> _Stored rows_:
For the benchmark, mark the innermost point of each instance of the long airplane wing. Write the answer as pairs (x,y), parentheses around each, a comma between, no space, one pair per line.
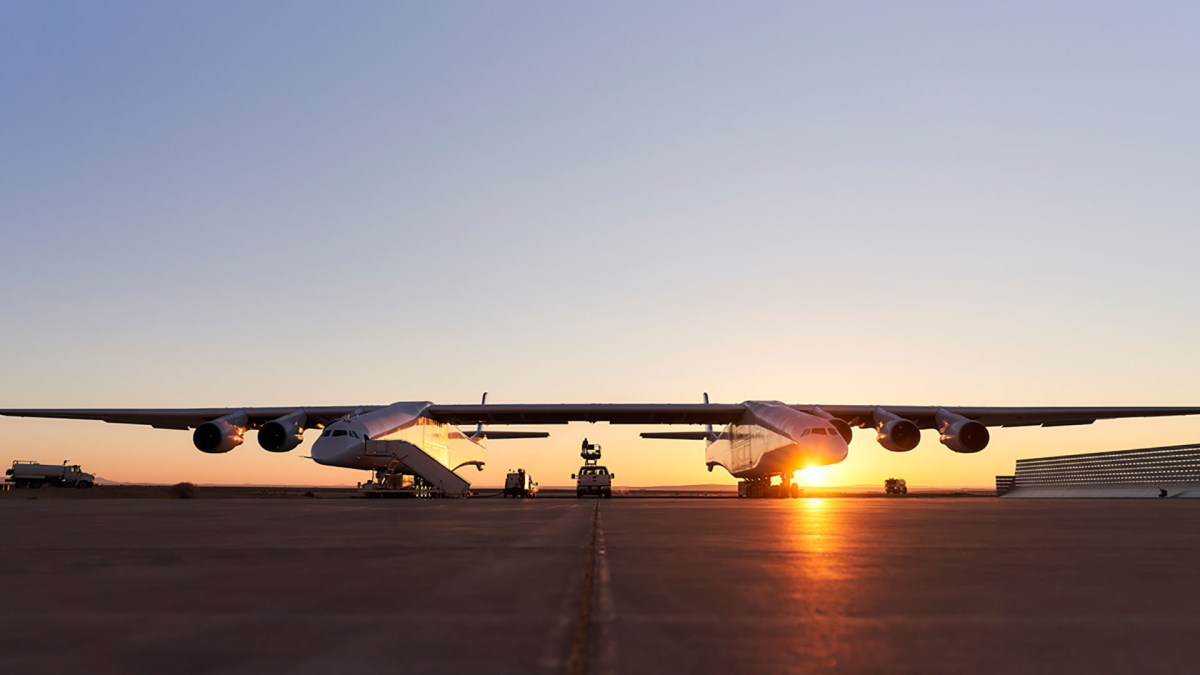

---

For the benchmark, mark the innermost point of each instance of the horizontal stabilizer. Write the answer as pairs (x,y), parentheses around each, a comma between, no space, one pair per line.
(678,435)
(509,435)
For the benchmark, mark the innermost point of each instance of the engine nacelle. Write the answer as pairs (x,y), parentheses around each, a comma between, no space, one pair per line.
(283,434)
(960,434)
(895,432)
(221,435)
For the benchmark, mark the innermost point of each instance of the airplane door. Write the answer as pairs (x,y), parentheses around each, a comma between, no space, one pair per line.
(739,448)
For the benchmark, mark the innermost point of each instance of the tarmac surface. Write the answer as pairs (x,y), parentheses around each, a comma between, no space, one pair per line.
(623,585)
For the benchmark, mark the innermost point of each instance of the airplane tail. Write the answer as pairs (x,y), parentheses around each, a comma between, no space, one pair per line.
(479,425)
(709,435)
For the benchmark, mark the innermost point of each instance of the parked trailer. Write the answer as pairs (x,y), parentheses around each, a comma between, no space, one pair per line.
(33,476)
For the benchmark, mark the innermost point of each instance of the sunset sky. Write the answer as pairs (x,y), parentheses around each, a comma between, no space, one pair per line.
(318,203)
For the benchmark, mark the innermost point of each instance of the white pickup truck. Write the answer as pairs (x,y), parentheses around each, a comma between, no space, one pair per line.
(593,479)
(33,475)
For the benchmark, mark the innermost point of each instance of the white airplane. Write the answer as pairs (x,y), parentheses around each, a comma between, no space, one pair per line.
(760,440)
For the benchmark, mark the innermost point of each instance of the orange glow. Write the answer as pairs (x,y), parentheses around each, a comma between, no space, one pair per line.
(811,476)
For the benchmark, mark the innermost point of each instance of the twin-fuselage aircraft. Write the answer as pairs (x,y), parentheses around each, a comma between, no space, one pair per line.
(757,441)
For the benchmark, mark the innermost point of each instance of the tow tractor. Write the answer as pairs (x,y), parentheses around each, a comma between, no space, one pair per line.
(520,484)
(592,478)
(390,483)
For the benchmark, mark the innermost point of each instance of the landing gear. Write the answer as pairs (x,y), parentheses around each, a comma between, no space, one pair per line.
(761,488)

...

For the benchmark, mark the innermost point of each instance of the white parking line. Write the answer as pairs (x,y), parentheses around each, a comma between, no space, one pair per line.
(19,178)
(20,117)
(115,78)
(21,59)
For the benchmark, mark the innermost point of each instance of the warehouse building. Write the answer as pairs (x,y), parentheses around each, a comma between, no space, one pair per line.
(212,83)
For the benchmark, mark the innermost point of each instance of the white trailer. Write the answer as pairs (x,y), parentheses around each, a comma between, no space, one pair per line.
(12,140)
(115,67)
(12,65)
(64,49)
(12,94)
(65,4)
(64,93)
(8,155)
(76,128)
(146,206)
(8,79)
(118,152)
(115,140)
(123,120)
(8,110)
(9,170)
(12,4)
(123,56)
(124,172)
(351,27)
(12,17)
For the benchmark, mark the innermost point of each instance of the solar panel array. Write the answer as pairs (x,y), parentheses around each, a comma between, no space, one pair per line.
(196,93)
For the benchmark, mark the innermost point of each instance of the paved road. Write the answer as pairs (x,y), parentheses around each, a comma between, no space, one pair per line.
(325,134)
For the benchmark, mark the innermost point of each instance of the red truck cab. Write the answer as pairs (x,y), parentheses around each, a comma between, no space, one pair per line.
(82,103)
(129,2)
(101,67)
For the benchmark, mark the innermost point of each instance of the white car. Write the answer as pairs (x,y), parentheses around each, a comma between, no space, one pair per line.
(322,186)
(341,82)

> _Requirement_: Which lines in the items above contain the string "airplane" with its case matched? Show every such line in full.

> _Solution for this task_:
For the benchmark, mark the innermost point of each instance of the long airplane wing. Write the answer as pairs (x,y), parentheses around each, a comma between, no space, one pair per line.
For the benchmark, mark the innermost point of each instance of the airplane door. Write the answer as pairs (x,y), parentheses around each, a comma between, no space, one pair per line.
For the benchmark, mark the innermost point of each instance of the airplane tail. Write the answer as pairs (x,y), parentheses around each, a comma between, no space, one pair per line.
For the benchmark, mark the innermost point of each instance of the white airplane. Write the answer as pairs (x,y), parentheses around each, a comma between, no space, one pair per line.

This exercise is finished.